*** Block opens ***

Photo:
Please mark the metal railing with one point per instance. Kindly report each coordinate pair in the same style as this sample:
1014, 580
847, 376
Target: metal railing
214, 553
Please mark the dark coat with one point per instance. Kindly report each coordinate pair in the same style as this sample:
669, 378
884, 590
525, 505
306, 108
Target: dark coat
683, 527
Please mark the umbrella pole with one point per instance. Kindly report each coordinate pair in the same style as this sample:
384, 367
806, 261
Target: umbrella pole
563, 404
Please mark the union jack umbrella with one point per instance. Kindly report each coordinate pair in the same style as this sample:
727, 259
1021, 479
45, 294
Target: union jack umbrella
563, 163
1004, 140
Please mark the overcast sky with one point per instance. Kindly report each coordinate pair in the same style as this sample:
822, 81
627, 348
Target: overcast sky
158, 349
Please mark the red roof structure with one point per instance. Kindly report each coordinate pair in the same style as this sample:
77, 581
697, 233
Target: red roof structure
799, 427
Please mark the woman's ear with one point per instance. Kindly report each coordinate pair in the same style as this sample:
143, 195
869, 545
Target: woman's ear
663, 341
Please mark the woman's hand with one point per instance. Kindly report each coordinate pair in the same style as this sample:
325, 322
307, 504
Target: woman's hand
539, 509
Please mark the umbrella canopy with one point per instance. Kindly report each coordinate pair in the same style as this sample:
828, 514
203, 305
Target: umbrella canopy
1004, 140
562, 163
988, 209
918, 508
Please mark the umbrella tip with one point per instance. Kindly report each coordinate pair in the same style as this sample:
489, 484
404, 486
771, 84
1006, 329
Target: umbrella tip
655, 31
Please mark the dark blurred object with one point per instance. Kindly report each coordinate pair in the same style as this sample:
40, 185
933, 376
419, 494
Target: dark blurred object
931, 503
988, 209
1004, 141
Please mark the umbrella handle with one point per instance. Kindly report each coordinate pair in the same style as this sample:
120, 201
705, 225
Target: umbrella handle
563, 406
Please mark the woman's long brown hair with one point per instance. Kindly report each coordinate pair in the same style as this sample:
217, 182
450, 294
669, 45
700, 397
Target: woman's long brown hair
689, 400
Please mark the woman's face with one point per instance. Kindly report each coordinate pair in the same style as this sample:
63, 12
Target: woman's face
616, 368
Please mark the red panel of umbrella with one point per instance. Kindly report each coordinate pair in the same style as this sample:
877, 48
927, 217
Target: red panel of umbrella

*** Block closes ***

**Task to carry out:** Give the records again, unchanged and complete.

**Answer to this task:**
Photo:
Please mark the metal railing with one point per instance. Kindly report each coordinate pair in the same style as this sample:
1014, 580
847, 376
Target: metal railing
214, 553
Please mark the dark coat with one point per instance. Kindly report each coordinate pair in the same style as this sample:
669, 378
884, 590
525, 505
306, 108
Target: dark coat
683, 527
Please mark the umbrella pole with one point per instance. Kindly report each coordinate pair in the same style as this sample:
384, 367
806, 261
Target: umbrella pole
563, 404
Please mark the union jack umbrella with one point per instance. Kindly report each coordinate pair in the same style as this sample:
727, 259
1021, 479
45, 294
Target: union jack umbrella
563, 163
1004, 140
Please mark the overcast sky with one point per instance. Kindly report each coordinate pair in the same style as this sample:
822, 81
627, 348
Target: overcast sky
158, 349
Please mark the red roof structure with one point per instance. Kindly report each coordinate pair in the same style as this sample:
77, 581
697, 233
Target: red roof structure
799, 427
Please mark the woman's ear with one point per instance. Kindly report each coordinate pair in the same style as this sample:
143, 195
869, 545
Target: woman's ear
663, 341
Please mark the woman's hand with one point per instance. Kindly report each coordinate pair in the same style as this sample:
325, 322
307, 504
Target: woman's hand
539, 509
Please mark the umbrella canopy with one point per instance. Kindly report each coordinate pair in the same style as this sample:
828, 514
203, 305
Target: umbrella canopy
1004, 140
562, 163
988, 209
918, 508
Please mark the umbrella tip with one point per instance. Kindly report each coordinate pair in the same style as this sample:
489, 484
404, 486
771, 84
1006, 329
Target: umbrella tip
655, 31
Please mark the dark blurred object with one point per instance. Kindly report each coordinate pair in the same style as this sample:
40, 185
933, 376
419, 494
Target: dark blurred object
931, 503
988, 209
1004, 141
Please mark the umbrella handle with one point per instance. Kindly report each coordinate pair in the same style as this sample:
120, 201
705, 225
Target: umbrella handle
563, 406
Please mark the woman's long brown hair with one point per instance. Kindly report each coordinate pair in the same style as this sample:
217, 182
450, 294
669, 45
700, 397
Target: woman's long brown hair
689, 400
Please mark the woman's face with one point per instance. Kindly report each coordinate pair in the same style as this sample:
63, 12
Target: woman's face
616, 368
Please mark the red panel of umbrella with one point per instance. Kindly report each coordinate pair in the same style as this sample:
877, 48
927, 217
Target: red panel of umbrella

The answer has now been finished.